● **Source information**:
▽

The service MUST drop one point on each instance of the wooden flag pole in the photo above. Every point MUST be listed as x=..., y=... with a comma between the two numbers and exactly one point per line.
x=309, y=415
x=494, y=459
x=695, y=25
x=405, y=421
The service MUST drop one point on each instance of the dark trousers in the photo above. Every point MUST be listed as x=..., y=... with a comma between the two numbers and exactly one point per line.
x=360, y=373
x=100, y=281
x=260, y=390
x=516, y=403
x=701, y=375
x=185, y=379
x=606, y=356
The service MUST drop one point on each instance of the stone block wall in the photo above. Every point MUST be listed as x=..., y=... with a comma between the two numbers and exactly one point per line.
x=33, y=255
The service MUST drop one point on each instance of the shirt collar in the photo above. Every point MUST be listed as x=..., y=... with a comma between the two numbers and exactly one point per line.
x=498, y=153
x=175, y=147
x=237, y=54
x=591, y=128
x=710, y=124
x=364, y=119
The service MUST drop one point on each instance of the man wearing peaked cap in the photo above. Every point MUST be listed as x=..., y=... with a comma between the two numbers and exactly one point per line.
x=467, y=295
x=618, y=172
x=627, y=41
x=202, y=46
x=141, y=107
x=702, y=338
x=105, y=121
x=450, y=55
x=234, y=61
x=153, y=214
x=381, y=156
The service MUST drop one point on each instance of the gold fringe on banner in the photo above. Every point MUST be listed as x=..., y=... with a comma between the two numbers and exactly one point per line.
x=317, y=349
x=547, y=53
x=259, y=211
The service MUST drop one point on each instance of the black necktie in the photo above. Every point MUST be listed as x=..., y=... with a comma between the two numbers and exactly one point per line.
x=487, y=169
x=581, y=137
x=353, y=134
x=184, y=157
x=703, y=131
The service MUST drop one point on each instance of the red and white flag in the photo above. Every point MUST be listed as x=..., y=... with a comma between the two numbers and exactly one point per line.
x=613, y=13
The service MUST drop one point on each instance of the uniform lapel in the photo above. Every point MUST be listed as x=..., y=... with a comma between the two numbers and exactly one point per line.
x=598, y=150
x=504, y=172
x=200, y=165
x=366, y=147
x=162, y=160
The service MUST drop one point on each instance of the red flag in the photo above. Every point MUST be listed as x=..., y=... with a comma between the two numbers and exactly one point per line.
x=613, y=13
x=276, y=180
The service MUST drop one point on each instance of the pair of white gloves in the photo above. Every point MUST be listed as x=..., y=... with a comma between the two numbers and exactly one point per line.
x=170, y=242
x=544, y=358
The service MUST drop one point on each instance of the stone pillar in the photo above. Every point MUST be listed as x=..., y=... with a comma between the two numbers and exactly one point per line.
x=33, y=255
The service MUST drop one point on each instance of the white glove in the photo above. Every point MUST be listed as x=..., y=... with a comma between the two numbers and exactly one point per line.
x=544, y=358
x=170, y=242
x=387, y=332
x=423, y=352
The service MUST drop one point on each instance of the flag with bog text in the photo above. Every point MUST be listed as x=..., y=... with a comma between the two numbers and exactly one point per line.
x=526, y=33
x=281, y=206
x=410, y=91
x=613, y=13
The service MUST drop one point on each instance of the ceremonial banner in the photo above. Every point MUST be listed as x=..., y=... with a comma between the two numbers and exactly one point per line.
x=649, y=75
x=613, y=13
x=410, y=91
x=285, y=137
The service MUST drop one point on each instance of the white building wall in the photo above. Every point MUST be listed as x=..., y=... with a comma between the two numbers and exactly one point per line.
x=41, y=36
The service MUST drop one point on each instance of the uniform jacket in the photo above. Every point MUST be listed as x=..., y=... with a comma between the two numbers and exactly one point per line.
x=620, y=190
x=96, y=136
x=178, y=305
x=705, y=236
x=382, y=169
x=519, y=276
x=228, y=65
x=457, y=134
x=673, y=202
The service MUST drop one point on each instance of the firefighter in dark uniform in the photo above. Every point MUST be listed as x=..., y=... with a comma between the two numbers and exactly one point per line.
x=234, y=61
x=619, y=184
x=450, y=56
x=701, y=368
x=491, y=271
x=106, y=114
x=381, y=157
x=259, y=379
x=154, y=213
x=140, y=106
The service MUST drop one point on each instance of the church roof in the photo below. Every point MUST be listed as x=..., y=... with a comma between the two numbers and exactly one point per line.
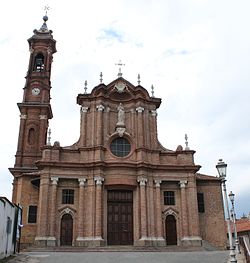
x=43, y=32
x=207, y=177
x=120, y=90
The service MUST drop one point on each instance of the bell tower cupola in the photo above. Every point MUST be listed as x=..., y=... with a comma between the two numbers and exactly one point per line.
x=35, y=109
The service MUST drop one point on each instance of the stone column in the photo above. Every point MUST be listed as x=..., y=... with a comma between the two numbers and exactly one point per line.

△

● **Problem to solve**: Would you return the entries verbatim, minus any images?

● **Output of the exercise**:
The service MUST drop one point on each instance of the wooden flag pole in the photo above. Every point MUST be listed as x=..., y=... with a comma between the two numbers and exactly one point per line.
x=309, y=415
x=494, y=459
x=695, y=25
x=405, y=421
The service MUST drop one point on each instance of the dark trousers in the photo above. Every point MUST be listed as x=..., y=... with a comma between the two numbers and exactly one point per line.
x=360, y=373
x=100, y=281
x=260, y=390
x=516, y=403
x=701, y=375
x=185, y=379
x=606, y=356
The service MUST drop one point on each instance of the stone block wall in the photo above. Every point MUST be listed as x=..., y=... with a comma between the two numbers and exactly one point per line.
x=33, y=255
The service MUST drop one point on each instance of the shirt collar in the photo above. Every point MUST be listed as x=..., y=... with a comma between the two numbers and exactly one point per line.
x=498, y=153
x=175, y=147
x=237, y=54
x=591, y=128
x=710, y=124
x=364, y=119
The service MUST drop one point on each instance of the man wearing peaked cap in the photo above. Every point MUST be listed as x=..., y=... with a comma between the two numbers and exactly one point per line.
x=467, y=295
x=618, y=172
x=627, y=41
x=202, y=46
x=141, y=107
x=702, y=338
x=105, y=121
x=450, y=55
x=234, y=61
x=153, y=214
x=381, y=156
The service MUST drop one point on each instance of the gold fringe on banner in the photo above. Every point MUST be listed as x=..., y=... with a comma between the two numbers and exactly one point per line.
x=317, y=349
x=547, y=53
x=259, y=211
The service MUST drop one point on each instance of the black necktie in the photo above. Every point MUST be listed as x=..., y=... with a comma between the two numbers and exactly one point per line.
x=487, y=169
x=581, y=137
x=353, y=134
x=184, y=157
x=703, y=131
The service MUST drop one point on each instance of the red and white flag in the photo above. Every point MUST be listed as x=..., y=... with a comma between the two numbers and exactly one point per line.
x=613, y=13
The service MUST drop one point on each instance of the uniform lapel in the photo above. Every point MUST be listed as x=..., y=... with a comma between the two numbers and exactly one point per line.
x=598, y=150
x=504, y=172
x=200, y=165
x=366, y=147
x=162, y=160
The service MUST drop one point on each instance of the red flag in the photo above. Every point MUST be listed as x=..., y=... with a comma between the two numbers and exactly one point per line.
x=613, y=13
x=276, y=180
The service MUST drop one point on each instance of the pair of white gloves in the photo above. Every point MUST be listed as x=..., y=... with a comma between the two numbers and exactly one point per line.
x=170, y=242
x=544, y=358
The service MUST drop one point on each instance of the stone pillar in the photo above. Every point MUST be listed as x=..., y=... with a comma between the two numbers and exactly one point per line.
x=33, y=255
The service MUST drop one point on each instance of the white glove in the photo above. Every point MUST be listed as x=..., y=... with a comma between the two numbers and exactly one point per line.
x=544, y=358
x=170, y=242
x=387, y=332
x=423, y=352
The service MUST drop one point on each instance of the flag with bog text in the photo above. Every point MUST be listed as x=..., y=... with a comma between the two numbers and exactly one point per line.
x=526, y=33
x=281, y=206
x=410, y=91
x=613, y=13
The service MUST drop one point on each instance of the ceremonial banner in the photo above. Every point MUST be listed as x=..., y=... with a comma between the two numbers and exactly one point per line.
x=649, y=75
x=613, y=13
x=410, y=91
x=285, y=137
The service MUST drop one point on each instance of the white building wall in the photo above. Every point MUST be listed as x=..., y=... with a comma between the two numbers and exactly one point per line.
x=41, y=36
The service MUST drop one point on each instance of the uniform jacket in the photo above. Every point MUST be listed as x=..., y=... with a comma between the two numbers and exactly one point per line.
x=620, y=190
x=96, y=136
x=178, y=305
x=705, y=236
x=382, y=169
x=519, y=276
x=228, y=65
x=457, y=134
x=673, y=202
The service MUST drop one point on each instance of the firefighter in dark uniform in the photo above. Every point MUST be listed as x=..., y=... with a comma between the two numbers and exactly one point per line.
x=234, y=61
x=619, y=184
x=450, y=56
x=701, y=368
x=491, y=271
x=106, y=114
x=381, y=157
x=259, y=379
x=154, y=213
x=140, y=106
The service MUST drop one point on each instance of the church roof in the photo below. Every point MUST be listed as x=..., y=... with a comma between the two numbers and exactly one point per line.
x=43, y=32
x=207, y=177
x=120, y=90
The service MUST drop one point on each instance of the bell tower cupola in the photo above. Every point MUST be listed as x=..., y=... with a comma between the two numbers and exactly one point per line.
x=35, y=109
The service MUST drop one point on each instance of the stone column in the photo above. Every point MUST be listed as x=..., y=... with a comma between the two numbers and exactly one point per line.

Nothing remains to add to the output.